• [AIM OF THE EXERCISE] Gather every line of the rows below that contains the string "query", matching case exactly.

• [Image location labeling rows]
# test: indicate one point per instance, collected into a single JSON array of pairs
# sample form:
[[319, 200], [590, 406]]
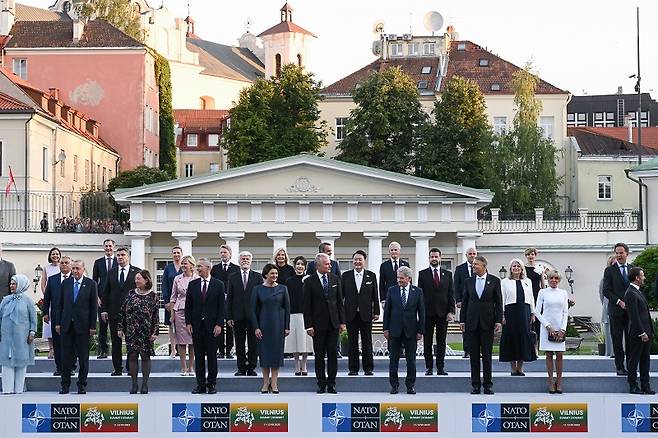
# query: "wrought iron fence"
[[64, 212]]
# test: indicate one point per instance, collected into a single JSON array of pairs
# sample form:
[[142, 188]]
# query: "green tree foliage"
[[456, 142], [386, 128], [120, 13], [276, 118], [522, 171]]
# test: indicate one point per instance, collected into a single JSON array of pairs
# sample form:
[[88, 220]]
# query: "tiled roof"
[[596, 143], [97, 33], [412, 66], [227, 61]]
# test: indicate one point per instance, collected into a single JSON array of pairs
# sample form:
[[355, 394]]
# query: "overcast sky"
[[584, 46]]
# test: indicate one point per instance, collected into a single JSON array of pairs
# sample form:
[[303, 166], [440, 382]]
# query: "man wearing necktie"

==

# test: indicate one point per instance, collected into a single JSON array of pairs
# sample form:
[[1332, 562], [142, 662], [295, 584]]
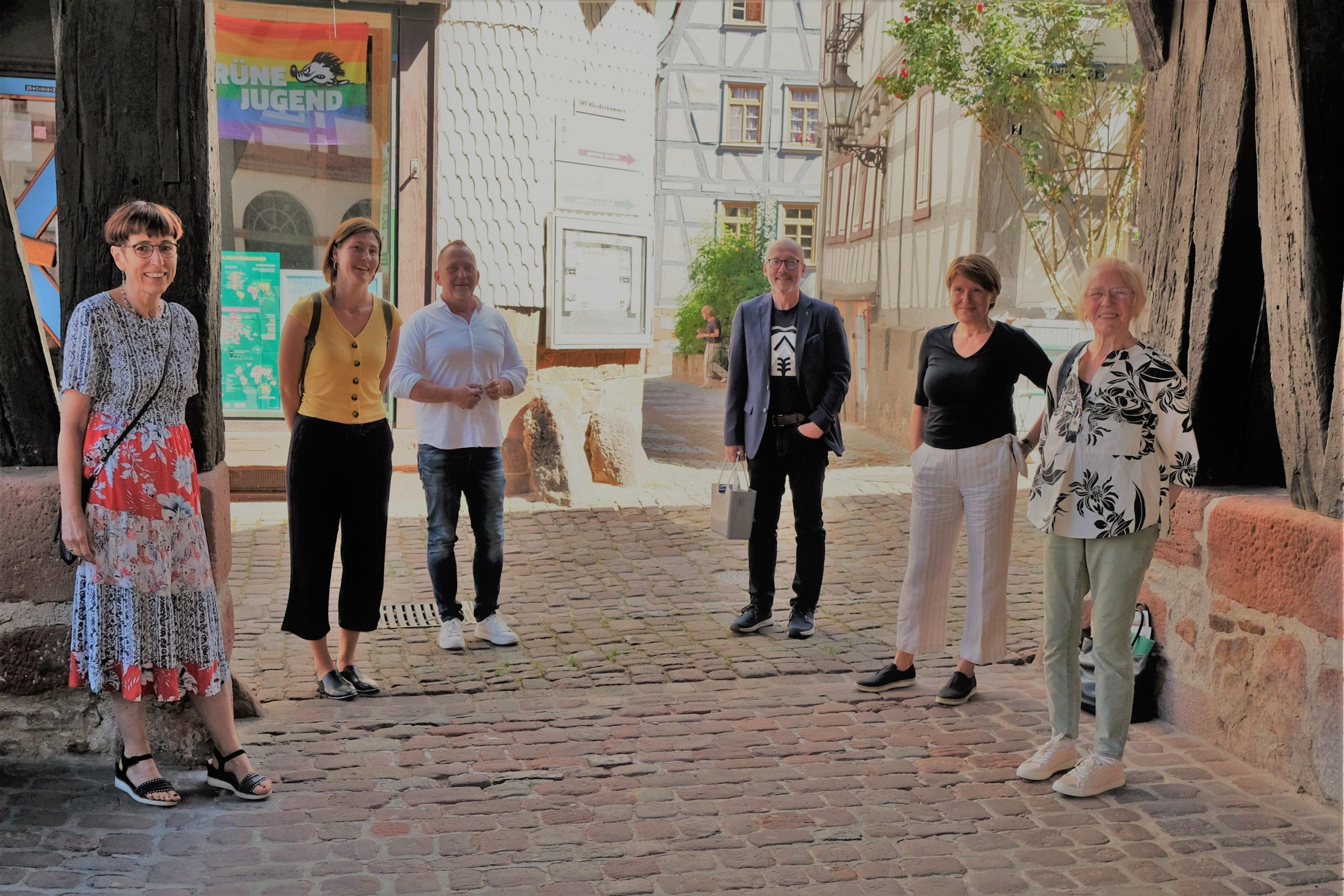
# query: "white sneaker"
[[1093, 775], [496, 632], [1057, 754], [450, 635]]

• [EXPECTED ANSWER]
# query: "wrought iron fence"
# query: "green tree foliage"
# query: "tiled roof"
# query: "overcast sky"
# query: "man wearing necktie"
# query: "white sneaker"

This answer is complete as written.